Would you give the records below again, exactly and completely?
***** Information given
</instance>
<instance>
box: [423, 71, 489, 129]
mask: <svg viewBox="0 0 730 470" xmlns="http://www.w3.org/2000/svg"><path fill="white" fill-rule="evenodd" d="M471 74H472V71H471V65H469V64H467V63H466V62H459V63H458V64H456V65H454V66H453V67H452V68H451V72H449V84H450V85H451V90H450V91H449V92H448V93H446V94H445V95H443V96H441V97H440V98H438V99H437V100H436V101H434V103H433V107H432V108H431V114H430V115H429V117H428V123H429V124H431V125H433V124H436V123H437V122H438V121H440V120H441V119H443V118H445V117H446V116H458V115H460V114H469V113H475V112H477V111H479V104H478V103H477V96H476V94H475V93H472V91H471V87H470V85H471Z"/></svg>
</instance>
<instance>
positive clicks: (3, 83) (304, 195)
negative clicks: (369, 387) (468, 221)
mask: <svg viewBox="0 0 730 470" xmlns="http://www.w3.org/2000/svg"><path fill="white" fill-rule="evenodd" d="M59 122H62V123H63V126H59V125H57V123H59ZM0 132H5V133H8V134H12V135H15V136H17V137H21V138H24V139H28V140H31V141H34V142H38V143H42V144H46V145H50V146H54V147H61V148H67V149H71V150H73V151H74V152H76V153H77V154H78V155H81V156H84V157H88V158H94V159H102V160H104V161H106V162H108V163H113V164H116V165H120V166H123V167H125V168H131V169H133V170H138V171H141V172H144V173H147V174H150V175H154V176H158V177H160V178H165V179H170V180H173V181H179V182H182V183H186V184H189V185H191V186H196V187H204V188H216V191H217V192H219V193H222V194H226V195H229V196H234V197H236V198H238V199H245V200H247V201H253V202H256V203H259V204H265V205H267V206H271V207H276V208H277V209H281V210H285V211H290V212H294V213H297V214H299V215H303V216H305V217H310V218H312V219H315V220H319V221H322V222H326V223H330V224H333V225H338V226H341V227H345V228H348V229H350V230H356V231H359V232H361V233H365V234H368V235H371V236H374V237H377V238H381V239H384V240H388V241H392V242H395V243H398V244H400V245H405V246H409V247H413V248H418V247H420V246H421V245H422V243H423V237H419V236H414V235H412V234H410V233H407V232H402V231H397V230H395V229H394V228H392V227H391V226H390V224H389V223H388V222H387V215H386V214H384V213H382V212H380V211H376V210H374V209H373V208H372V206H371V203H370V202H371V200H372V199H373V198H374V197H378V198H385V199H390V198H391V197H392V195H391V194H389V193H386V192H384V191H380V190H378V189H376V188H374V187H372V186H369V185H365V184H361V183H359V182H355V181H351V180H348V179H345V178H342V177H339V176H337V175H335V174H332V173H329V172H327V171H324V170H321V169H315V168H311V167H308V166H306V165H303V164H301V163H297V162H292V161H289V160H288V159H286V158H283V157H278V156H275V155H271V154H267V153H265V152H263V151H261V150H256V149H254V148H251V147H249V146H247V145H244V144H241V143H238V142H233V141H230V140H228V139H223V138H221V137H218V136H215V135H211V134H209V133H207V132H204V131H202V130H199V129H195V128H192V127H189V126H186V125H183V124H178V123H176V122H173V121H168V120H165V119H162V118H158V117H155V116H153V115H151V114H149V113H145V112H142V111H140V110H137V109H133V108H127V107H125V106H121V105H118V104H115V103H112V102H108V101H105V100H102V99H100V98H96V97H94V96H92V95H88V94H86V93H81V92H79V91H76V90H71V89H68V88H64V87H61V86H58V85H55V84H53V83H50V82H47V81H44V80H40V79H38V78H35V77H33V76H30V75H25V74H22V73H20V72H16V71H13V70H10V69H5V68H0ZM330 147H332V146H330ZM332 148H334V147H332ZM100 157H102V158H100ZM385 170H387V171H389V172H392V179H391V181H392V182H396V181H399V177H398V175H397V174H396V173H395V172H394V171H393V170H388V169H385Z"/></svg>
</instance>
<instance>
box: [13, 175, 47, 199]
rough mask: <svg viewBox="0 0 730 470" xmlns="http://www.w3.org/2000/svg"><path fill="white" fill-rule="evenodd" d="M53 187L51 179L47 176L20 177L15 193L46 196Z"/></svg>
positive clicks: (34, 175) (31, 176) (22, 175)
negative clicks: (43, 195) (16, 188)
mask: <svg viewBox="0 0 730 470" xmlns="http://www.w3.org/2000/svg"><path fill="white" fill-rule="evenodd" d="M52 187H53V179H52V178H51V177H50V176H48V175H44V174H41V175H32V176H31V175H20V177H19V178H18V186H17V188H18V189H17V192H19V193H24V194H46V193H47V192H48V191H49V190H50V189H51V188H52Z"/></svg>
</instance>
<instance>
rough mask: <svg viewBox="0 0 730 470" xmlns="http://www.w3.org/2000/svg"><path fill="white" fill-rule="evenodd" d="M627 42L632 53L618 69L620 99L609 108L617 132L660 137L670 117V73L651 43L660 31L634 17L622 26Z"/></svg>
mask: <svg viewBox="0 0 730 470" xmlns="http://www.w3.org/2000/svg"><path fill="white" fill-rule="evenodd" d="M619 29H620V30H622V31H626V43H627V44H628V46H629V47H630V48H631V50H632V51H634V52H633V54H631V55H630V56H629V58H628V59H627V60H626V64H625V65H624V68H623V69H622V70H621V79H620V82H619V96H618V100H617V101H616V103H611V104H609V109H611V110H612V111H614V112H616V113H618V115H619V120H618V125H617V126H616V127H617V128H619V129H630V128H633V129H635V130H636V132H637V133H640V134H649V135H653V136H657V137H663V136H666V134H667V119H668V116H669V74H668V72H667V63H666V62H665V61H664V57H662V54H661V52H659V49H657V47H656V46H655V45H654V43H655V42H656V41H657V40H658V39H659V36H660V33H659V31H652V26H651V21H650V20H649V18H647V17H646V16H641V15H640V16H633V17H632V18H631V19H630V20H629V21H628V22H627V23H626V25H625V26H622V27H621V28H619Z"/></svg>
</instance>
**********
* _Result of this task_
</instance>
<instance>
box: [423, 71, 489, 129]
mask: <svg viewBox="0 0 730 470" xmlns="http://www.w3.org/2000/svg"><path fill="white" fill-rule="evenodd" d="M471 74H472V71H471V65H469V64H467V63H466V62H459V63H458V64H456V65H454V66H453V67H452V68H451V72H449V84H450V85H451V90H450V91H449V92H448V93H446V94H445V95H443V96H441V97H440V98H438V99H437V100H436V101H434V103H433V107H432V108H431V114H430V115H429V117H428V123H429V124H431V125H433V124H436V123H437V122H438V121H440V120H441V119H443V118H445V117H446V116H458V115H460V114H469V113H475V112H477V111H479V104H478V103H477V96H476V94H475V93H472V91H471V87H470V85H471Z"/></svg>
</instance>
<instance>
positive clicks: (3, 83) (304, 195)
negative clicks: (369, 387) (468, 221)
mask: <svg viewBox="0 0 730 470" xmlns="http://www.w3.org/2000/svg"><path fill="white" fill-rule="evenodd" d="M59 122H62V123H63V126H59V125H57V123H59ZM0 132H5V133H8V134H12V135H15V136H17V137H21V138H24V139H28V140H31V141H34V142H38V143H42V144H46V145H50V146H54V147H61V148H67V149H71V150H73V151H74V152H76V153H77V154H78V155H81V156H84V157H88V158H94V159H102V160H104V161H106V162H108V163H113V164H116V165H120V166H123V167H125V168H131V169H133V170H138V171H141V172H144V173H147V174H150V175H154V176H158V177H160V178H165V179H170V180H173V181H179V182H182V183H186V184H189V185H191V186H196V187H204V188H216V191H217V192H219V193H222V194H226V195H229V196H234V197H236V198H238V199H245V200H247V201H253V202H256V203H259V204H265V205H267V206H271V207H276V208H277V209H281V210H285V211H290V212H294V213H297V214H299V215H303V216H305V217H310V218H312V219H315V220H319V221H322V222H326V223H330V224H333V225H338V226H341V227H345V228H348V229H350V230H356V231H359V232H361V233H365V234H368V235H371V236H374V237H377V238H381V239H384V240H388V241H392V242H395V243H398V244H400V245H405V246H409V247H413V248H418V247H420V246H421V245H422V243H423V237H419V236H414V235H412V234H410V233H407V232H402V231H397V230H395V229H394V228H392V227H391V226H390V224H389V223H388V222H387V215H386V214H384V213H382V212H380V211H376V210H374V209H373V208H372V206H371V203H370V202H371V200H372V199H373V198H374V197H378V198H385V199H390V198H391V197H392V195H391V194H389V193H386V192H384V191H380V190H378V189H376V188H374V187H372V186H369V185H365V184H361V183H359V182H355V181H351V180H348V179H345V178H342V177H339V176H337V175H335V174H332V173H329V172H327V171H324V170H321V169H315V168H311V167H308V166H306V165H303V164H301V163H297V162H292V161H289V160H288V159H286V158H283V157H278V156H275V155H271V154H267V153H265V152H263V151H261V150H256V149H254V148H251V147H249V146H247V145H244V144H241V143H238V142H233V141H230V140H228V139H223V138H221V137H218V136H215V135H211V134H209V133H207V132H204V131H202V130H199V129H195V128H192V127H189V126H186V125H183V124H178V123H176V122H173V121H168V120H165V119H162V118H158V117H155V116H153V115H151V114H149V113H145V112H142V111H140V110H137V109H133V108H127V107H125V106H121V105H118V104H115V103H112V102H108V101H105V100H102V99H100V98H96V97H94V96H92V95H88V94H86V93H81V92H79V91H76V90H71V89H68V88H64V87H61V86H58V85H55V84H53V83H50V82H47V81H44V80H40V79H38V78H35V77H33V76H30V75H25V74H22V73H20V72H16V71H13V70H10V69H5V68H0ZM330 147H332V146H330ZM332 148H334V147H332ZM100 157H102V158H100ZM385 170H387V171H389V172H392V179H391V181H392V182H396V181H399V177H398V175H397V174H396V173H395V172H394V171H393V170H388V169H385Z"/></svg>
</instance>
<instance>
box: [13, 175, 47, 199]
rough mask: <svg viewBox="0 0 730 470" xmlns="http://www.w3.org/2000/svg"><path fill="white" fill-rule="evenodd" d="M53 187L51 179L47 176L20 177L15 193L46 196Z"/></svg>
positive clicks: (34, 175) (31, 176) (22, 175)
negative clicks: (43, 195) (16, 188)
mask: <svg viewBox="0 0 730 470" xmlns="http://www.w3.org/2000/svg"><path fill="white" fill-rule="evenodd" d="M52 187H53V179H52V178H51V177H50V176H48V175H44V174H41V175H32V176H31V175H20V177H19V178H18V186H17V188H18V189H17V192H19V193H24V194H46V193H47V192H48V191H49V190H50V189H51V188H52Z"/></svg>
</instance>
<instance>
rough mask: <svg viewBox="0 0 730 470" xmlns="http://www.w3.org/2000/svg"><path fill="white" fill-rule="evenodd" d="M627 42L632 53L618 69L620 99L609 108L617 132L660 137L670 117V73L651 43L660 31L634 17L622 26Z"/></svg>
mask: <svg viewBox="0 0 730 470" xmlns="http://www.w3.org/2000/svg"><path fill="white" fill-rule="evenodd" d="M619 29H620V30H622V31H626V43H627V44H628V46H629V47H630V48H631V50H632V51H634V52H633V54H631V55H630V56H629V58H628V59H627V60H626V64H625V65H624V68H623V69H622V70H621V79H620V82H619V96H618V100H617V101H616V103H611V104H609V109H611V110H612V111H614V112H616V113H618V115H619V120H618V125H617V126H616V127H617V128H619V129H630V128H633V129H635V130H636V132H637V133H640V134H649V135H653V136H657V137H663V136H666V134H667V119H668V116H669V74H668V72H667V63H666V62H665V61H664V57H662V54H661V52H659V49H657V47H656V46H655V45H654V43H655V42H656V41H657V40H658V39H659V36H660V33H659V31H652V26H651V21H650V20H649V18H647V17H646V16H641V15H640V16H633V17H632V18H631V19H630V20H629V21H628V22H627V23H626V25H625V26H622V27H621V28H619Z"/></svg>
</instance>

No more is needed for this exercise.